» **Directions for this task**
Retype each record exactly, please. Skip none.

+ + + + +

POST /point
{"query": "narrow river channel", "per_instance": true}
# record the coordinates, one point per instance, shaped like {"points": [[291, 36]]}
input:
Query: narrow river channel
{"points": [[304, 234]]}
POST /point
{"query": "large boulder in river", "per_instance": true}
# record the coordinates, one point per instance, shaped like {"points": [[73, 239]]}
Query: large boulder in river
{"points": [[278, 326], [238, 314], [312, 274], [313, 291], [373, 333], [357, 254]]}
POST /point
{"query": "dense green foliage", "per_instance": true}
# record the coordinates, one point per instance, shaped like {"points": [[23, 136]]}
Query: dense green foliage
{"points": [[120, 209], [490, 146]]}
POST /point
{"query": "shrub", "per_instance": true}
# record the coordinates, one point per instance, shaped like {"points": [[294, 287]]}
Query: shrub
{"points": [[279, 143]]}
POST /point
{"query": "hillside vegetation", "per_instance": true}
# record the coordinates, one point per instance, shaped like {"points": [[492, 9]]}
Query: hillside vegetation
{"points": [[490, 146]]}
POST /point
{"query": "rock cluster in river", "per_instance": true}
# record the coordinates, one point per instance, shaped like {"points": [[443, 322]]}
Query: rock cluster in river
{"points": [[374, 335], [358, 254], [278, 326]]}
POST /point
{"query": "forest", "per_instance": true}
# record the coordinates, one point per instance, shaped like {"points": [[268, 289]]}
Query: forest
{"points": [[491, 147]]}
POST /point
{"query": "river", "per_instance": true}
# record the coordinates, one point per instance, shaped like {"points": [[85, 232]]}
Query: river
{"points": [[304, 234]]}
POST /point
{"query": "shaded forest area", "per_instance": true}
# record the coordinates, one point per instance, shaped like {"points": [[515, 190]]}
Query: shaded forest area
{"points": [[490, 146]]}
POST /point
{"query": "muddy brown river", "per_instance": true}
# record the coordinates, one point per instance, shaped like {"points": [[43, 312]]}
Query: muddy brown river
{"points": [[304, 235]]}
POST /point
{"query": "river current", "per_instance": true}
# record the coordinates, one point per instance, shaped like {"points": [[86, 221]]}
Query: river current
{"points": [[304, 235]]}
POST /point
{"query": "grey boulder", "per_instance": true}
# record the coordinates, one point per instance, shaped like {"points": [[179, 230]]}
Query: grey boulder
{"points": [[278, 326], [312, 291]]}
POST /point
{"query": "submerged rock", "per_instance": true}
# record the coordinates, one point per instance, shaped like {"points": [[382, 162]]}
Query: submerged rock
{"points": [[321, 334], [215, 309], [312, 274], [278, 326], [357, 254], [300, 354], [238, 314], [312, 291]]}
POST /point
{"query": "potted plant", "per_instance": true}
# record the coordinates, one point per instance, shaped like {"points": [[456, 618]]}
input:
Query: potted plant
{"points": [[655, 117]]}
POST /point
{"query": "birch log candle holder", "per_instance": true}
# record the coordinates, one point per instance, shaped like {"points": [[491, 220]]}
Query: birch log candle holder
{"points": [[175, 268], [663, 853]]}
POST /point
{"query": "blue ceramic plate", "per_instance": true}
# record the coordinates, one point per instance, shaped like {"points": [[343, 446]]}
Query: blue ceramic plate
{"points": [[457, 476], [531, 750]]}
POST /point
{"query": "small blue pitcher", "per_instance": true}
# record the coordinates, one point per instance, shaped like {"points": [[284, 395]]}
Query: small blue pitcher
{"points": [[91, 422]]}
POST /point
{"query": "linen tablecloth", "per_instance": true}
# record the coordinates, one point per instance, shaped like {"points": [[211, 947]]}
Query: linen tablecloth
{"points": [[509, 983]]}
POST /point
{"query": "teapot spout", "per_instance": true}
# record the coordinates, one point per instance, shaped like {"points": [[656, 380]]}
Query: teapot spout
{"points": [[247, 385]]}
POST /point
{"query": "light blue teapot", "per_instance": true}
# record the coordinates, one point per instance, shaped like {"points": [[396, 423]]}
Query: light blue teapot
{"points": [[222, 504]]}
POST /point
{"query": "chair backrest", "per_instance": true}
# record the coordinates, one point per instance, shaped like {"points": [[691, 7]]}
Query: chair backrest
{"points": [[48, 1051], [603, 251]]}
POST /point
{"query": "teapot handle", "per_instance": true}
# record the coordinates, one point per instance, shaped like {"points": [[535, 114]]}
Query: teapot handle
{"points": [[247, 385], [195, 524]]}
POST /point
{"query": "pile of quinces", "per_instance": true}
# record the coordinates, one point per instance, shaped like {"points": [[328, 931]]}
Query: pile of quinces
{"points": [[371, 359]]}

+ + + + +

» **Written solution**
POST /point
{"query": "narrow river channel", "per_instance": true}
# record the coordinates, one point per instance, shaped like {"points": [[291, 36]]}
input:
Query: narrow river channel
{"points": [[304, 234]]}
POST /point
{"query": "large boulder in river", "per_instance": true}
# record the coordinates, one point per instance, shaped like {"points": [[73, 239]]}
Query: large boulder in river
{"points": [[278, 326], [238, 314], [312, 274], [313, 291], [373, 333], [357, 254]]}
POST /point
{"query": "dense green foliage", "per_instance": true}
# record the coordinates, one point per instance, shaped like {"points": [[23, 136]]}
Query: dense green foliage
{"points": [[120, 209], [490, 146]]}
POST /point
{"query": "shrub", "per_instance": true}
# record the coordinates, one point per instance, shaped like {"points": [[294, 287]]}
Query: shrub
{"points": [[279, 143]]}
POST /point
{"query": "hillside vegetation", "per_instance": true}
# record the coordinates, one point per instance, shaped like {"points": [[492, 9]]}
Query: hillside vegetation
{"points": [[490, 146]]}
POST /point
{"query": "rock cluster in river", "per_instance": true}
# record the coordinates, one point per instance, shaped like {"points": [[443, 322]]}
Query: rock cluster in river
{"points": [[374, 335], [358, 254], [278, 326]]}
POST /point
{"query": "forest", "per_instance": true}
# record the coordinates, one point per instance, shaped like {"points": [[268, 289]]}
Query: forest
{"points": [[491, 147]]}
POST /point
{"query": "river", "per_instance": true}
# record the coordinates, one point per instance, shaped like {"points": [[85, 232]]}
Query: river
{"points": [[304, 234]]}
POST /point
{"query": "shaded forest area", "per_instance": true}
# record the coordinates, one point per instance, shaped like {"points": [[515, 190]]}
Query: shaded forest area
{"points": [[490, 146]]}
POST /point
{"query": "muddy brown river", "per_instance": true}
# record the coordinates, one point per instance, shaped like {"points": [[43, 312]]}
Query: muddy brown river
{"points": [[304, 235]]}
POST /point
{"query": "river current", "per_instance": true}
# record the coordinates, one point per instance, shaped like {"points": [[86, 221]]}
Query: river current
{"points": [[304, 235]]}
POST /point
{"query": "grey boulder", "per_instance": true}
# record the coordinates, one point per instance, shaped like {"points": [[179, 230]]}
Query: grey boulder
{"points": [[278, 326], [312, 291]]}
POST /point
{"query": "submerged rock", "per_instance": true}
# record the coordinates, one point per instance, shaped like {"points": [[382, 162]]}
Query: submerged rock
{"points": [[321, 334], [215, 309], [312, 274], [278, 326], [357, 254], [300, 354], [238, 314], [312, 291]]}
POST /point
{"query": "potted plant", "per_instance": true}
# record the coordinates, one point per instance, shaped like {"points": [[456, 618]]}
input:
Query: potted plant
{"points": [[655, 117]]}
POST /point
{"query": "birch log candle holder", "per_instance": true}
# record the coordinates, one point per instance, shaped like {"points": [[491, 220]]}
Query: birch log candle holder
{"points": [[175, 268], [663, 853]]}
POST /point
{"query": "blue ceramic plate", "per_instance": true}
# record the coordinates, one point per instance, shaped like {"points": [[343, 446]]}
Query: blue ceramic plate
{"points": [[457, 476], [531, 750]]}
POST /point
{"query": "small blue pitcher", "per_instance": true}
# record the coordinates, one point per instance, shaped like {"points": [[284, 395]]}
Query: small blue pitcher
{"points": [[91, 422]]}
POST /point
{"query": "linen tablecloth", "per_instance": true}
# record the coordinates, one point per instance, shaped like {"points": [[211, 947]]}
Query: linen tablecloth
{"points": [[509, 983]]}
POST /point
{"query": "teapot spout", "per_instance": true}
# record the coordinates, one point per instance, shaped like {"points": [[656, 380]]}
Query: teapot spout
{"points": [[247, 385]]}
POST /point
{"query": "light blue teapot", "per_instance": true}
# record the coordinates, one point per instance, shaped like {"points": [[396, 423]]}
Query: light blue teapot
{"points": [[222, 504]]}
POST /point
{"query": "chair backrest", "per_instance": true}
# record the coordinates, one point per instance, shaped like {"points": [[691, 7]]}
Query: chair backrest
{"points": [[48, 1051], [603, 251]]}
POST /point
{"query": "teapot handle", "per_instance": true}
# record the coordinates, one point per instance, shaped like {"points": [[535, 114]]}
Query: teapot handle
{"points": [[247, 385], [195, 524]]}
POST /point
{"query": "pile of quinces", "per_instance": true}
# record the coordinates, one point per instance, shaped like {"points": [[328, 931]]}
Query: pile of quinces
{"points": [[371, 359]]}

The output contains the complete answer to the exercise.